§ Source data:
____
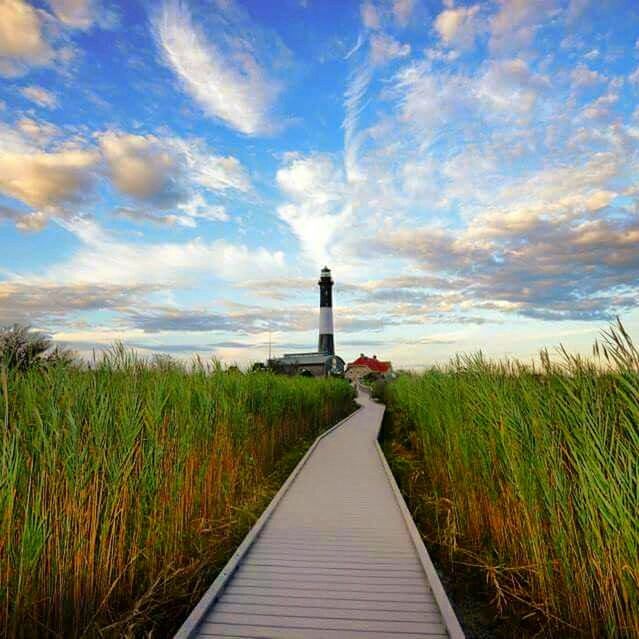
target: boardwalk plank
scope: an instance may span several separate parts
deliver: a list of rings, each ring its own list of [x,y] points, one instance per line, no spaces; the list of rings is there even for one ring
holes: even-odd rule
[[[359,401],[316,442],[178,639],[463,639],[380,461],[383,406]]]

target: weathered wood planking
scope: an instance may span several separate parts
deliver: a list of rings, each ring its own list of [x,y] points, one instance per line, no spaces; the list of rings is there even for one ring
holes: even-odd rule
[[[176,639],[464,635],[377,443],[384,407],[318,438]]]

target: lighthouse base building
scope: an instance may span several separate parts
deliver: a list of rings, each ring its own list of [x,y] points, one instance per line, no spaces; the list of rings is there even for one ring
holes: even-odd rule
[[[270,359],[267,367],[283,375],[305,375],[308,377],[343,377],[346,364],[335,355],[333,336],[333,280],[328,267],[320,273],[320,318],[319,340],[316,352],[288,353]]]

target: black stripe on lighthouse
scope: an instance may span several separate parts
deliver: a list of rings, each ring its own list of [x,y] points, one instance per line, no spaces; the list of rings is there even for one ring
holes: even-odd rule
[[[317,350],[320,353],[335,355],[333,339],[333,280],[327,266],[320,274],[320,336]]]

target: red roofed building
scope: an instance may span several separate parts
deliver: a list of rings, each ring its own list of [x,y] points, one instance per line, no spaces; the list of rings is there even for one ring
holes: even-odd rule
[[[377,355],[366,357],[362,353],[354,362],[351,362],[344,374],[346,379],[357,382],[360,378],[375,373],[379,377],[386,377],[393,372],[393,366],[390,362],[384,362],[377,359]]]

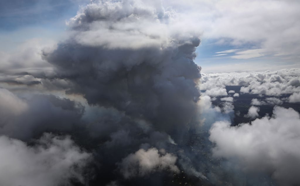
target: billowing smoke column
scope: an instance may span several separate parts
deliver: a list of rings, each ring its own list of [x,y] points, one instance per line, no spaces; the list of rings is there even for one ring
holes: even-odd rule
[[[206,179],[177,144],[196,124],[201,68],[199,35],[182,31],[176,16],[159,2],[98,1],[69,21],[69,37],[43,51],[51,78],[92,106],[82,120],[90,141],[80,142],[99,165],[91,184],[165,185],[180,169]]]
[[[193,61],[200,40],[174,30],[175,16],[159,3],[92,3],[68,22],[70,38],[44,51],[44,58],[71,84],[68,93],[170,130],[190,121],[200,95],[200,68]]]

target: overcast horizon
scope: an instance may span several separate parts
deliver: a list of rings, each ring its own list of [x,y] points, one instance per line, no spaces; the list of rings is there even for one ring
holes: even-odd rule
[[[0,2],[0,185],[300,185],[300,1]]]

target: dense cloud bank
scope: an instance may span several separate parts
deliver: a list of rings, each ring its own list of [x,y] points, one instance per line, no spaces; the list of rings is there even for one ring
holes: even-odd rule
[[[201,74],[200,34],[180,17],[159,1],[93,1],[57,45],[6,56],[0,183],[298,184],[299,114],[268,109],[299,101],[299,70]]]
[[[0,184],[71,185],[70,179],[84,183],[82,173],[91,154],[76,145],[69,136],[45,133],[28,146],[21,141],[0,136]]]
[[[279,106],[273,113],[272,117],[238,126],[230,126],[226,121],[214,123],[209,137],[216,144],[213,154],[237,158],[248,171],[268,172],[282,185],[298,185],[300,115],[292,109]]]
[[[300,70],[294,69],[276,71],[260,72],[232,72],[202,74],[200,89],[206,94],[214,96],[226,95],[226,86],[242,86],[241,93],[262,94],[279,96],[294,93],[291,102],[297,100],[300,92]],[[221,91],[221,90],[222,90]]]

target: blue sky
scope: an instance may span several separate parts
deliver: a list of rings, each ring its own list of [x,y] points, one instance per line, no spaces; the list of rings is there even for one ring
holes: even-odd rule
[[[15,50],[33,38],[46,42],[59,41],[66,34],[66,21],[88,2],[2,1],[0,51]],[[300,37],[297,33],[300,13],[297,9],[300,3],[297,2],[192,0],[184,3],[164,1],[163,4],[177,10],[202,33],[195,61],[202,67],[202,72],[300,67]]]

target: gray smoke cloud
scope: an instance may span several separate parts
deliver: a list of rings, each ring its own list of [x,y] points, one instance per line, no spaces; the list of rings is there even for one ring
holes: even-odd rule
[[[89,4],[69,22],[70,37],[43,55],[55,78],[71,83],[67,93],[170,130],[195,113],[200,68],[193,60],[200,40],[193,33],[178,35],[174,13],[149,4]]]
____
§ What to do: Copy the stretch from the line containing "target: blue sky" through the end of the entries, with "smoke" swapped for "steam" and everything else left as it is.

§ Solution for this task:
target: blue sky
scope: an instance may span several separate parts
deliver: a list of rings, each ring its own list of [x,y] points, one instance per line, no spaces; the list of rings is there even for one ring
holes: even-odd rule
[[[15,50],[33,38],[46,42],[59,41],[66,34],[66,21],[88,2],[2,1],[0,51]],[[300,37],[297,33],[300,13],[297,9],[300,3],[297,2],[192,0],[184,3],[164,1],[163,4],[177,10],[202,33],[195,61],[202,67],[202,72],[300,67]]]

target: gray steam cloud
scope: an instance may span several separate parts
deliver: a list of rings, each ring its own list of [x,y] points, one instance per line, no spaces; the list of rings is there even for one ring
holes: even-odd rule
[[[89,4],[69,22],[70,37],[43,55],[55,78],[71,83],[67,93],[170,130],[195,113],[200,68],[193,60],[200,40],[193,33],[178,35],[174,13],[149,4]]]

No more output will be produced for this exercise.